本文:
——

すでに、本田由紀・内藤朝雄らが『「ニート」って言うな!』(光文社、2006年)を出版し、若者に対する集合的憎悪を煽るニート概念のイデオロギー性やニート対策事業に絡む利権の問題を指摘している。どれだけ優しい態度であっても、ニートという言葉を流通させ、結果的に若年失業者・不安定労働者たちに対するステレオタイプ的な見方を生み出したことには問題がある。そもそも政府の研究会の座長を務めるような東大エリートの労働経済学者がニートに対して優しいまなざしを向ける、というのは、それ自体いかがわしいことだ、というのは言い過ぎであるとしても、この本でのニートの描き方というのは、エドワード・サイードによるオリエンタリズム批判以前の文化人類学者が原住民に向けるまなざしに似ている。未開のニートに向けられた文明人の優しいまなざし。言うまでもなく、それは植民地主義的なまなざしである。彼らは未開人を文明へと導いてくれるというわけだ。
仕事がない。だから働けない。働くつもりで仕事を探していたけど見つからずあきらめた。家庭の事情で仕事に出ることができない。求職活動をしていない(できない)無業者(それがニートという言葉で指し示される)たちには、それぞれに異なる様々な理由がある。新しい言葉による指し示しは、問題の解決ではなく、問題のうえに新しい問題をかぶせるようなことになることもある。ニート概念をめぐる一連の騒動は、典型的な事例であったように思える。
2 レイブル
そんななか、最近、レイブルという言葉があらわれた。この耳慣れない響きの言葉は「遅咲き」を意味する「late bloomer」の略語。働く意志をもちつつも仕事をするに至っていない若者を支援する取り組みのなかでつくられた造語である。レイブル・キャンペーンをくり広げる大阪一丸プロジェクトは、大阪府主催、運営をNPO法人トイボックス、NPO法人スマイルスタイルが担う*。
大阪一丸プロジェクトが作成したレイブルキャンペーンのCMでは、「ニートと呼ばないで〜」という歌が流されている。その意図は、いまやどうしようもなく否定的な意味あいを帯びたニートという言葉に換えて、レイブルという新しい言葉を用いることでポジティヴな色彩を付与し、就労支援を進めようということだと思われる。
だが、この新しい言葉を素直に祝福する気分にはなれない。レイブルが取って代わろうとしているニート概念もやはり同じように、新しい言葉をつくることで若者を窮地から救済しようとする試みだったからであり、同じことがくりかえされるだけではないかと危惧する。とくに、「ニートと呼ばないで〜」と連呼するキャンペーンCMの出来は凄惨だ。内容は、真面目そうだけれども頼りなさげな若者が、ネクタイがうまく結べない、切符を買おうとして小銭を落としてしまう、交差点でひとにぶつかる等の「ドジ」を見せて、会社の面接に向かう、というショートコントである。玄田・曲沼の著書『ニート』がニートを真面目だけれども不器用な若者と描いたのと同じ路線であるが、より喜劇化されている。

——

提供資料:
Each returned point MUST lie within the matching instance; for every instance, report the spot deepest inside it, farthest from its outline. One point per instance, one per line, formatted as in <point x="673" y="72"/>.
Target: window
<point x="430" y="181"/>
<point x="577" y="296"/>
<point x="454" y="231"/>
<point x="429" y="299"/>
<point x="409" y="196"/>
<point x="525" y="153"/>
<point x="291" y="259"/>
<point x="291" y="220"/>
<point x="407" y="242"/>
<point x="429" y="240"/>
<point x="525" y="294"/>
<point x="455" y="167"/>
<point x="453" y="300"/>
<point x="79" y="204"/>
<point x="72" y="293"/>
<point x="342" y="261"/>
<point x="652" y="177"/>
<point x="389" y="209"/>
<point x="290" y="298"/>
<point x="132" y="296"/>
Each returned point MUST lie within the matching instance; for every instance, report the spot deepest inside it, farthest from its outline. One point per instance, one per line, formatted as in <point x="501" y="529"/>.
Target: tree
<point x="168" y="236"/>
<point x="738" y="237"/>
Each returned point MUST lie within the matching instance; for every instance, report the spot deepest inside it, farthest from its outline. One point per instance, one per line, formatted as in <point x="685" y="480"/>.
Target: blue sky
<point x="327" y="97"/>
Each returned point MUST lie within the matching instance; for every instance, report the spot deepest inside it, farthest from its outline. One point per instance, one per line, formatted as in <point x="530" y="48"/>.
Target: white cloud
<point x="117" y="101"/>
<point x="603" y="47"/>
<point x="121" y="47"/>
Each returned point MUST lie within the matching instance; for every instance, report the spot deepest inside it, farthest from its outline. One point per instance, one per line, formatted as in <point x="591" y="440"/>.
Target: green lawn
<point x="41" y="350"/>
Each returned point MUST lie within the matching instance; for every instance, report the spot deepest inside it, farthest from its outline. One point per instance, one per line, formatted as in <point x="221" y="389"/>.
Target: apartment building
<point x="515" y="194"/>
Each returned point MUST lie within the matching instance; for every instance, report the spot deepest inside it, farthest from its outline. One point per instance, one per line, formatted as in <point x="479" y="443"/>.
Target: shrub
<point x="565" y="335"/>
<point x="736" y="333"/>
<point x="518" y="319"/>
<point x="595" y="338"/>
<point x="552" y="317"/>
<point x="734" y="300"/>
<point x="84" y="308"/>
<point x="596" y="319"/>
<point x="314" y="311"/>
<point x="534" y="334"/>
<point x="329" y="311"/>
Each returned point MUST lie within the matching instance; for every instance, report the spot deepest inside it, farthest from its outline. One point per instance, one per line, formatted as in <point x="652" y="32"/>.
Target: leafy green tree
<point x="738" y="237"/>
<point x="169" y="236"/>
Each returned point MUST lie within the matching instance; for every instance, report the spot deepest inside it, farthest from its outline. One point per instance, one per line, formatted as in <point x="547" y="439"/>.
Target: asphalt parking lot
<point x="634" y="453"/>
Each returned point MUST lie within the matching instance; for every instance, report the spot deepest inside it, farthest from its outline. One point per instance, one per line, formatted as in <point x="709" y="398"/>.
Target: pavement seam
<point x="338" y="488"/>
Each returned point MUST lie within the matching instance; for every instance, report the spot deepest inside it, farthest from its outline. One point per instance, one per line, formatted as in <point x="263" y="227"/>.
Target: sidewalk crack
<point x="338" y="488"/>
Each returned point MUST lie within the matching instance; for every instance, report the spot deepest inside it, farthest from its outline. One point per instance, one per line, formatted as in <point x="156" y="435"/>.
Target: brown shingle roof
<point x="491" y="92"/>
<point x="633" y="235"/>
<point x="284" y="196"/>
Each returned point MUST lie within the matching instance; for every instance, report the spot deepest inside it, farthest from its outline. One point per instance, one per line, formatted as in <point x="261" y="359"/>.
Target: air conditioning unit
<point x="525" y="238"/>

——

課題一覧:
**1.** ニートとレイブルに関する文章には、どの人物の名前が出てきますか。すべて挙げてください。
**2.** ニートとレイブルに関する文章を、最後の文の続きから書き進めてもらえますか。

課題別の解答:
**1.** 本田由紀、内藤朝雄、エドワード・サイード、玄田、曲沼

**2.**
レイブルという言葉のイデオロギー性にも注意しておきたい。この言葉は、「遅咲き」を意味すると説明されている。「咲き遅れ」ではなく「遅咲き」である。まだ咲いていないけれど、いつかは咲くものとして期待されている。大阪一丸プロジェクトは、レイブルの職業的自立を目標として様々なプログラムを組んでいる。要はレイブルを就職させることが「咲く」ことを意味しているのである。しかし、10代後半から20代前半の若者の失業率と非正規雇用率がとりわけ高いなかで、個別に若者を支援するプログラムを組んだとしても、「咲く」ことができるひとは限られているだろう。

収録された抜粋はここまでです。